--- Text segment ---
Measures of structural changes derived from cardiac magnetic resonance imaging (CMR) have significant potential as a noninvasive way to measure the risk of heart transplant rejection, according to a new Northwestern Medicine study published in JACC: Cardiovascular Imaging.

The use of biopsy – the surgical removal and analysis of small amounts of tissue – is the current gold standard in screening for rejection in heart transplant patients. Heart transplant patients typically have a biopsy performed 10 to 15 times during the first year after transplant alone to track and measure the structural changes that may indicate the development of acute cardiac allograft rejection (ACAR).

While observing a transplanted heart for signs of rejection is critical, endomyocardial biopsies are invasive, expensive, carry the risk of surgical complications and are also subject to sampling error, according to the authors.

The current study examined the use of cardiac magnetic resonance imaging incorporating multiple features and measures of structural change, as a way to screen heart transplant patients for ACAR, and determine whether it could be used as a noninvasive alternative to biopsies.
--- Data to examine ---
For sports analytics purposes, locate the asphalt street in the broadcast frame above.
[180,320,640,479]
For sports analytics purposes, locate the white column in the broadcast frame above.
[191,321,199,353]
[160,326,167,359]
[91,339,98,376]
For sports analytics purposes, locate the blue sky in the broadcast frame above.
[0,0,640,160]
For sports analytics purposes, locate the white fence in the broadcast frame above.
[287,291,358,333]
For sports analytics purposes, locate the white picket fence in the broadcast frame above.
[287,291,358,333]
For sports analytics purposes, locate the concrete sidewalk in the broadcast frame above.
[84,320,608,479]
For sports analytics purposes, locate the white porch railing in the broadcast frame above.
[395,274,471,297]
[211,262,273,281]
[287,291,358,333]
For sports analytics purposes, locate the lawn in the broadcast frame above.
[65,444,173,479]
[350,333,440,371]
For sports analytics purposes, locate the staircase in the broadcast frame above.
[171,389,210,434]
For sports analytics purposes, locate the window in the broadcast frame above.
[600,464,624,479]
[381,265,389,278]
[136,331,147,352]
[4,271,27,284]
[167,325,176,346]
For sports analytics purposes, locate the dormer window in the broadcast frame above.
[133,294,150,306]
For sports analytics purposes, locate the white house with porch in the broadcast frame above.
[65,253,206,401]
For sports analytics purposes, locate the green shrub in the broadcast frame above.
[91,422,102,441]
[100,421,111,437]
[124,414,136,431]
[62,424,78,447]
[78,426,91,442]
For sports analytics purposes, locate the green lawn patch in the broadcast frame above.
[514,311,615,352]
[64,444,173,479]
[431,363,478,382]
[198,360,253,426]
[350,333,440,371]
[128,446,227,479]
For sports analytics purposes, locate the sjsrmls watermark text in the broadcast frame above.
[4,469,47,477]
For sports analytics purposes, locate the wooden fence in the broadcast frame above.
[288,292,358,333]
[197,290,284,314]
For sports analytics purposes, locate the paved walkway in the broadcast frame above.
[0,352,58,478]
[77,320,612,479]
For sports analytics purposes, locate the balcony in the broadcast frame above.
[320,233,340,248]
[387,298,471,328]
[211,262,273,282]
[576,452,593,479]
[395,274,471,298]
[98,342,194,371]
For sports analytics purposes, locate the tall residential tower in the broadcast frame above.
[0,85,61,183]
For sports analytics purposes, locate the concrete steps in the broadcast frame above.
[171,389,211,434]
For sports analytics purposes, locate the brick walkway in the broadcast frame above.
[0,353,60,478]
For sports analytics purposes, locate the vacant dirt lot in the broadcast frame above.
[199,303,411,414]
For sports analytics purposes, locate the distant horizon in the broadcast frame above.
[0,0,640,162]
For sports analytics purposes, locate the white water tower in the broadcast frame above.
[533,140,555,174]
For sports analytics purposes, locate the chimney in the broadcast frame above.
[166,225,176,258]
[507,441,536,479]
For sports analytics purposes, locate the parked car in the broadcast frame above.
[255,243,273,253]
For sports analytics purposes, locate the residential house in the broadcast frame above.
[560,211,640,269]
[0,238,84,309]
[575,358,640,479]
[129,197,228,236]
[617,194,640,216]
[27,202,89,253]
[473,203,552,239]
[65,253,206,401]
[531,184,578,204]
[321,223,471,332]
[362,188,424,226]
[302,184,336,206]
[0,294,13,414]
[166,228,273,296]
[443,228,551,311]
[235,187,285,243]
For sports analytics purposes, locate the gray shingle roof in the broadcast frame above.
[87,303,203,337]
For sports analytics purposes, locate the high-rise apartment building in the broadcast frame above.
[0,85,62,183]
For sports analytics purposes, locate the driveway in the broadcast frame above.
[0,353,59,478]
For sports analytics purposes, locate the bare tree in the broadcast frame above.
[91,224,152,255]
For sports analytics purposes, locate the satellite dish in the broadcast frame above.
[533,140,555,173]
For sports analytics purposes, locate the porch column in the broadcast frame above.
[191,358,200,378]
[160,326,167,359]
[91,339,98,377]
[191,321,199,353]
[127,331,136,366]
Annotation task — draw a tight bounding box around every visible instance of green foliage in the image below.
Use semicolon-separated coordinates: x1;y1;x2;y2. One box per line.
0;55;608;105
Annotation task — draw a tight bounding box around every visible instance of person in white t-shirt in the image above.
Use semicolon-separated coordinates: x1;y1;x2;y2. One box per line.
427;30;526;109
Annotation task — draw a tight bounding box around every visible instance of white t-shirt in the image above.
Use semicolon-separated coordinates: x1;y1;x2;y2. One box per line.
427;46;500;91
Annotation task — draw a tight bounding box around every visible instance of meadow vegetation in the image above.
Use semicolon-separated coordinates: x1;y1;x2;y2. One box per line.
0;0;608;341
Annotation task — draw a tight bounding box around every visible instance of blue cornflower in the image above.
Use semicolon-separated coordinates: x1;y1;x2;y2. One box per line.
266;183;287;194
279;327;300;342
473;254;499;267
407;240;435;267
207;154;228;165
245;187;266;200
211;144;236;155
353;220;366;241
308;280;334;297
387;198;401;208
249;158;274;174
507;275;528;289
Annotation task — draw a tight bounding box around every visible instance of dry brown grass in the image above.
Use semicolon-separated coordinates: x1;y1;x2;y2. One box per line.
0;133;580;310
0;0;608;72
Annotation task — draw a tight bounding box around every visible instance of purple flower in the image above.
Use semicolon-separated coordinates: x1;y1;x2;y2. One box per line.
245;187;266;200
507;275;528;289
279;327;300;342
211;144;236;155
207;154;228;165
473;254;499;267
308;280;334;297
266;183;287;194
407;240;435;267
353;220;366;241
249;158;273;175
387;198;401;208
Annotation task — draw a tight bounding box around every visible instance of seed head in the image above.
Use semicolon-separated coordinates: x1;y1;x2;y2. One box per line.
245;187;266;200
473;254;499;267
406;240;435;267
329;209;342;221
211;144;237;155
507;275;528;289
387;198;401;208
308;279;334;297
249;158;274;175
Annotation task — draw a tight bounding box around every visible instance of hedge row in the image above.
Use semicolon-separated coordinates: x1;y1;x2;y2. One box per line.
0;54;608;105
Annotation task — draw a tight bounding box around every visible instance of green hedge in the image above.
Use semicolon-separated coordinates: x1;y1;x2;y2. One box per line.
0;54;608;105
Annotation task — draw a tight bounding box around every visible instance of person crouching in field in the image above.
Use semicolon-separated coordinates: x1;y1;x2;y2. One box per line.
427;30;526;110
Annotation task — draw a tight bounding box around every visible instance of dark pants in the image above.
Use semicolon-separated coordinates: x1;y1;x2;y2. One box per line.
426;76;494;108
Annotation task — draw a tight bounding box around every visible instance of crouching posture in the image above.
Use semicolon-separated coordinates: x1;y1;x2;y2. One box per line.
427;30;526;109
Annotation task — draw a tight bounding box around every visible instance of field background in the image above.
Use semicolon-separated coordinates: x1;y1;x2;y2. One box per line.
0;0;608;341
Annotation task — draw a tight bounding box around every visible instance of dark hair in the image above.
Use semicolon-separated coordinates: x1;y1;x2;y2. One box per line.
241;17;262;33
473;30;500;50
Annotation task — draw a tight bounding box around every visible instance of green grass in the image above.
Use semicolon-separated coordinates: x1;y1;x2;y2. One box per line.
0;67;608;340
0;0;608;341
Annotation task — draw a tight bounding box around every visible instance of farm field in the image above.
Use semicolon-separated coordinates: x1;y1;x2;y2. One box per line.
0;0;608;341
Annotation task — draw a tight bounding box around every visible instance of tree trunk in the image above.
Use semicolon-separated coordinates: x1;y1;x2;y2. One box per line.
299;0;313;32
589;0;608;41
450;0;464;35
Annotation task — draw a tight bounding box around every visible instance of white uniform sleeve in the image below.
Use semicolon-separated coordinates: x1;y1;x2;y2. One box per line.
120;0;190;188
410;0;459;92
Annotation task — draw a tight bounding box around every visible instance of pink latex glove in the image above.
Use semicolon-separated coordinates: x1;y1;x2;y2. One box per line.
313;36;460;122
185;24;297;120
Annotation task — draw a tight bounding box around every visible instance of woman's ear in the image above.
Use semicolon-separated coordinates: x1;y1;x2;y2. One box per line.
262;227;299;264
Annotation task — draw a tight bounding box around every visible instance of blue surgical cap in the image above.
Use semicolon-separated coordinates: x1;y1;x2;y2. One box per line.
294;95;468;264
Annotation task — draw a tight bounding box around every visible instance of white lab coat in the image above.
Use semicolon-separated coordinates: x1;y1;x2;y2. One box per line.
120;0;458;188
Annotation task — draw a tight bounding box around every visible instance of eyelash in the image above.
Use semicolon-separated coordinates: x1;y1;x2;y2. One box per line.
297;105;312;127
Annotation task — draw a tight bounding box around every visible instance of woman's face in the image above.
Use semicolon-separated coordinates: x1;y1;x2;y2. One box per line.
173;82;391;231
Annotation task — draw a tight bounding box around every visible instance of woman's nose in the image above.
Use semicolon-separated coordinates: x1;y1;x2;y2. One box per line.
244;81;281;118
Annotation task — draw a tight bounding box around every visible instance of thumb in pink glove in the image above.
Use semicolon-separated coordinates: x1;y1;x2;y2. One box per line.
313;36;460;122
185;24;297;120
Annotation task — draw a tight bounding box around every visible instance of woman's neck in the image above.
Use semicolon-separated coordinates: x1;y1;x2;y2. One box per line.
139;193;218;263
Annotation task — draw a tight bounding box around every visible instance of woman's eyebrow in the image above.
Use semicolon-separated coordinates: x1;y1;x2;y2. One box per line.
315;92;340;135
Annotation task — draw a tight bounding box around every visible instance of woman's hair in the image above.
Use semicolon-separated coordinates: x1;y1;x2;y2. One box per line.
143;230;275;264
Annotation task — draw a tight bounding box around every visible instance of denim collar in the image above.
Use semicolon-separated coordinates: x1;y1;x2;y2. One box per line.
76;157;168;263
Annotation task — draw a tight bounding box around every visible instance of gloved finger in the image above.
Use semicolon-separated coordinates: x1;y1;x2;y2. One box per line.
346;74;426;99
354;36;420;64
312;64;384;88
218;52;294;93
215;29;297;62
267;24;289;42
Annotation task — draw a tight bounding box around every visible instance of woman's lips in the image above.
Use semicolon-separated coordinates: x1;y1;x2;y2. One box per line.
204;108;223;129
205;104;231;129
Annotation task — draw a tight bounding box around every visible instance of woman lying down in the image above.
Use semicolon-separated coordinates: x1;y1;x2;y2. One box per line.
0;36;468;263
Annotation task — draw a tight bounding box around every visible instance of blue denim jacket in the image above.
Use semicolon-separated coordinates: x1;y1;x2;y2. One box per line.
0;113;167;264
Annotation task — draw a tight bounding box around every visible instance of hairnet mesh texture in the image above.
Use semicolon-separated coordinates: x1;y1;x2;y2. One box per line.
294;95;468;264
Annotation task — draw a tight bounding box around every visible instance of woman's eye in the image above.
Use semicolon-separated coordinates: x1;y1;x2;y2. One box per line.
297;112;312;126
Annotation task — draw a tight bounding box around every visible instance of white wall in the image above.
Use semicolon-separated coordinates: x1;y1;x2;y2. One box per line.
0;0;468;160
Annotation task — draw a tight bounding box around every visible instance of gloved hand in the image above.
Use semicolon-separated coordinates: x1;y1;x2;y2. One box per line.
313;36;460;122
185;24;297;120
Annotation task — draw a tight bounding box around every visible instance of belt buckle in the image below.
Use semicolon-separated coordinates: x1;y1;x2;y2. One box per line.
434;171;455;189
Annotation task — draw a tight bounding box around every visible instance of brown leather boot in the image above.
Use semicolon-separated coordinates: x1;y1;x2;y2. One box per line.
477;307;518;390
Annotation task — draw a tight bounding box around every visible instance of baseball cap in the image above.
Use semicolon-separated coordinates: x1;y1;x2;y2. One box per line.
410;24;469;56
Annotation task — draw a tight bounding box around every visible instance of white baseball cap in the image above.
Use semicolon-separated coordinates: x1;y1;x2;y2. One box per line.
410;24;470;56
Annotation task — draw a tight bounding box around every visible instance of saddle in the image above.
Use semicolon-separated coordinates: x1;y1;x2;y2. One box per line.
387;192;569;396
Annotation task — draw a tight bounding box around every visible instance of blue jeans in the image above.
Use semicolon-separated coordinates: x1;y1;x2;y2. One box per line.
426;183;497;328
---
> _Instructions for the task_
According to the article on cardiac MRI and heart transplant rejection, how many biopsies do heart transplant patients typically have during the first year after transplant?

> _Answer for the task_
10 to 15